WORK TO BE COMPLETED: Swap "keypoint" for "marker" wherever it occurs in the lines below, and give all the lines again with nothing else altered.

DATA FOR THIS EXERCISE:
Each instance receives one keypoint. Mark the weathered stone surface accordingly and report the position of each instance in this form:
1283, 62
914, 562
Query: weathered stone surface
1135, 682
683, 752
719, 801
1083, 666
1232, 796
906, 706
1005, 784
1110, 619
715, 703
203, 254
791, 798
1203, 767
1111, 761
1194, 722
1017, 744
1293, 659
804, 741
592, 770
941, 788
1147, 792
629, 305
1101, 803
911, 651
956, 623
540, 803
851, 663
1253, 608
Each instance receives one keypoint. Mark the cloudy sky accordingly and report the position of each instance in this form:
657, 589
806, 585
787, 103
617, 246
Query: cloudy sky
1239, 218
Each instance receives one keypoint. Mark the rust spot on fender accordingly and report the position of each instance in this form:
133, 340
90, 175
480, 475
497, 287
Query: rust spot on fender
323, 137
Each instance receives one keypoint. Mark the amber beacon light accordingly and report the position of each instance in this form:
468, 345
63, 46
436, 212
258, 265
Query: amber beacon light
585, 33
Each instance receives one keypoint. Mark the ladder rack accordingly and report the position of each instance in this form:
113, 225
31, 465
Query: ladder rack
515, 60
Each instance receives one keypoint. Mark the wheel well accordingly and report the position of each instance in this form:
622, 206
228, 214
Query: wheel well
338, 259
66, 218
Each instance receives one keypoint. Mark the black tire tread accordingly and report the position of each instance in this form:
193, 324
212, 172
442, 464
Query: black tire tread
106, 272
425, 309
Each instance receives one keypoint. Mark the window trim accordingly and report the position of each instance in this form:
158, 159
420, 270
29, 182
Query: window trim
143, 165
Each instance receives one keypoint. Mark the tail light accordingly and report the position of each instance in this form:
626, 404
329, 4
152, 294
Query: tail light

SOLUTION TO THIS TASK:
Each instance receives one marker. Mark the weathered stone surface accordingly and report the position of each instance in this form:
1283, 62
914, 562
Query: weathered stone surface
1135, 682
683, 752
719, 801
1083, 666
1232, 796
906, 706
1005, 784
1110, 619
715, 703
203, 254
791, 798
1203, 767
1111, 761
1194, 722
1017, 744
1293, 659
804, 741
592, 770
941, 788
1147, 792
629, 305
1101, 803
911, 651
956, 623
540, 803
851, 663
1253, 608
Each instance receives one marker. Mark the cloudy sky accordingly and report the position of each instance in this form:
657, 589
806, 585
787, 103
617, 246
Query: cloudy sky
1239, 218
Each instance receives one marker. Mark the rust spot on fender accordingly and report the position of each instance in this form:
133, 340
90, 175
480, 475
497, 287
Query: rust spot on fender
323, 137
Each instance receives one marker. Mark the amber beacon light accordingly and report the position of each instance in this form:
468, 345
63, 46
436, 212
258, 265
Query: amber beacon light
585, 33
Each instance receives one marker. Mark the ladder rack accordingly and report the position of each instance in this form:
113, 225
31, 465
Query: ladder rack
515, 60
Each instance receives one marker. Mark the wheel well accordingly and report the position of each instance in this form:
622, 206
228, 214
Query: wheel well
338, 259
66, 218
Each instance receives one marker. Mark the black tire tread accordingly and report the position of each instance in this form:
193, 324
212, 172
442, 464
Query: black tire tread
106, 272
425, 309
Each instance receives one marker. Mark the window trim accordingly and report the position of each instance in this form:
158, 159
420, 270
29, 182
Query: window trim
143, 165
Each instance receives one marker. Mark the tail light accordingly and report the position of each instance in this form:
626, 404
329, 4
152, 294
Query: tail light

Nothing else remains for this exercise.